• **Exercice proposé**
Recopiez intégralement les lignes ci-dessous, sans aucune modification.

......

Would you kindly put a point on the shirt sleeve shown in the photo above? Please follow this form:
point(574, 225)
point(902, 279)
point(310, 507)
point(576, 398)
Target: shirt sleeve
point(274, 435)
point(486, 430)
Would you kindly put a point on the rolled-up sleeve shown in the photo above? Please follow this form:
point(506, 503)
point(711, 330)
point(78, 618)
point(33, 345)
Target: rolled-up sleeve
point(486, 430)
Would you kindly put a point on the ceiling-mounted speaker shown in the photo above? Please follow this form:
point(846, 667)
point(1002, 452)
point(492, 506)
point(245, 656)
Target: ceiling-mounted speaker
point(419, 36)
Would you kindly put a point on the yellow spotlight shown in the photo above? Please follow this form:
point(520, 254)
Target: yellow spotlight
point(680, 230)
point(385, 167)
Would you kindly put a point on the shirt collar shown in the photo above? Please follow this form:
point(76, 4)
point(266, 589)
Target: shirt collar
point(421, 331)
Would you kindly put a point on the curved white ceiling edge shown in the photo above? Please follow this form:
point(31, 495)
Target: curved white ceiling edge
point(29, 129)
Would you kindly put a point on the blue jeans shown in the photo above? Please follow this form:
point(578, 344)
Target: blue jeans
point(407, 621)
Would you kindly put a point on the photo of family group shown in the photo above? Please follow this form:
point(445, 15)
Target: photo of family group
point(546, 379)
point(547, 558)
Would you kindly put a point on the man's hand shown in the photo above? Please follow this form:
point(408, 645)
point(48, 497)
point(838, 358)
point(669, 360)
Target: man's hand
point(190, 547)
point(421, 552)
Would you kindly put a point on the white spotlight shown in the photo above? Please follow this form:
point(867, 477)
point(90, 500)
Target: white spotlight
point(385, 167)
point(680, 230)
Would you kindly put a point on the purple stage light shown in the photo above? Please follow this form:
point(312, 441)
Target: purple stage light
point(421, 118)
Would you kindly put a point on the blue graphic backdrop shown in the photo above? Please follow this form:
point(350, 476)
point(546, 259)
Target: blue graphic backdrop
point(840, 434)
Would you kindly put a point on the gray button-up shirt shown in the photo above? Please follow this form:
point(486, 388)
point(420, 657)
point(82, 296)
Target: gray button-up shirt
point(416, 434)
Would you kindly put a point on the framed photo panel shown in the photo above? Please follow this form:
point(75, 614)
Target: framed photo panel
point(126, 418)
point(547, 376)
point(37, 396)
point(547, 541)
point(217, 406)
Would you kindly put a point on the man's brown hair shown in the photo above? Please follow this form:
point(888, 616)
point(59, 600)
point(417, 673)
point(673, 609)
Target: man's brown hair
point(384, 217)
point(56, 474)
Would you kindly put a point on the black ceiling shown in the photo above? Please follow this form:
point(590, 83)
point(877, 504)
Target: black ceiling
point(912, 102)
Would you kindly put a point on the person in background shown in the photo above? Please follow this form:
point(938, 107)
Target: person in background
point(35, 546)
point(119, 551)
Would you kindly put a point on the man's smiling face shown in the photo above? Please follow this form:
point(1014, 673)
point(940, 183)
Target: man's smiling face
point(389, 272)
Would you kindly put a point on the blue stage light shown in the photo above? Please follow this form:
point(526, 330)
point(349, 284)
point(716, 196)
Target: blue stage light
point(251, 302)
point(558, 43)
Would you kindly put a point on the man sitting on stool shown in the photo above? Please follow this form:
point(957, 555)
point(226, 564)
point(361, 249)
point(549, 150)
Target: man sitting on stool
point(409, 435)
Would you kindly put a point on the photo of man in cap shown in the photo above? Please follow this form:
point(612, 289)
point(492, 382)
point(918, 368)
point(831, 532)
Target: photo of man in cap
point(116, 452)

......

• **Réponse**
Would you kindly put a point on the shirt sleeve shown in the photo above? Please follow this form:
point(574, 225)
point(902, 279)
point(310, 507)
point(576, 398)
Target: shirt sleeve
point(274, 435)
point(486, 430)
Would you kindly put a point on the rolled-up sleeve shown in the photo above? Please follow this form:
point(506, 503)
point(711, 330)
point(78, 618)
point(33, 345)
Target: rolled-up sleeve
point(486, 430)
Would you kindly put a point on the ceiling-mounted speaker shown in the photo above? Please follow this form:
point(846, 667)
point(1002, 452)
point(492, 506)
point(245, 656)
Target: ceiling-mounted speaker
point(419, 36)
Would you kindly put a point on the yellow spotlight shown in the photo above? Please follow this form:
point(520, 254)
Target: yellow spotlight
point(680, 230)
point(385, 167)
Would you kindly put a point on the shirt collar shown in the photo above? Please follow this form:
point(76, 4)
point(266, 589)
Target: shirt collar
point(421, 331)
Would you kindly put a point on the curved white ceiling edge shown in the photo above? Please follow this form:
point(31, 495)
Target: curved white ceiling edge
point(29, 129)
Would you kindly put a point on the blue jeans shown in the photo above? Please follow this form:
point(578, 344)
Target: blue jeans
point(407, 621)
Would you kindly put a point on the photo of family group shown in the photo above? Please follow this form:
point(445, 15)
Target: photo of family group
point(546, 379)
point(547, 558)
Would you kindly put a point on the man's hand shown in the photo above? Please follow this form:
point(408, 645)
point(48, 497)
point(838, 358)
point(669, 360)
Target: man's hand
point(190, 547)
point(421, 552)
Would you kindly put a point on the white spotlight shown in the photo above? Please follow this form:
point(867, 477)
point(90, 500)
Target: white spotlight
point(385, 167)
point(680, 230)
Would you kindly put a point on the purple stage light shown in the photo above? Please follow this form:
point(312, 441)
Target: purple stage light
point(421, 118)
Would you kindly put a point on the blue graphic backdrop shown in the photo above? Please follow this form:
point(350, 476)
point(546, 259)
Target: blue graphic backdrop
point(840, 434)
Would you kindly put a point on the gray button-up shirt shown in the photo above? Please follow this form:
point(486, 388)
point(420, 657)
point(82, 296)
Target: gray button-up shirt
point(416, 434)
Would you kindly put a point on the framed photo panel shown in the photo above? Please follow this form:
point(75, 614)
Target: framed photo panel
point(126, 418)
point(547, 376)
point(37, 396)
point(547, 541)
point(217, 406)
Would you kindly put a point on the man's brown hair shown in the photo above? Please follow this form:
point(888, 616)
point(59, 600)
point(417, 673)
point(673, 609)
Target: man's brown hair
point(384, 217)
point(56, 474)
Would you kindly put a point on the black ceiling shown in the photo above? Please follow this form:
point(590, 83)
point(877, 504)
Target: black ceiling
point(912, 102)
Would you kindly put a point on the person in background shown in the photo above? Please follow this form:
point(938, 107)
Target: person in background
point(35, 546)
point(119, 551)
Would you kindly put a point on the man's smiling face shown in the photo above? Please follow this form:
point(1014, 673)
point(940, 183)
Target: man's smiling face
point(389, 272)
Would you kindly put a point on the blue stage light shown in the photo above? Please follow this form:
point(526, 330)
point(349, 284)
point(716, 196)
Target: blue stage light
point(251, 302)
point(558, 43)
Would you kindly put a point on the man sitting on stool shown in the photo above? Please follow this form:
point(957, 555)
point(226, 564)
point(361, 249)
point(549, 150)
Target: man sitting on stool
point(409, 435)
Would you kindly put a point on the photo of man in cap shown in the photo above? Please follow this form:
point(612, 289)
point(492, 382)
point(918, 368)
point(831, 532)
Target: photo of man in cap
point(116, 452)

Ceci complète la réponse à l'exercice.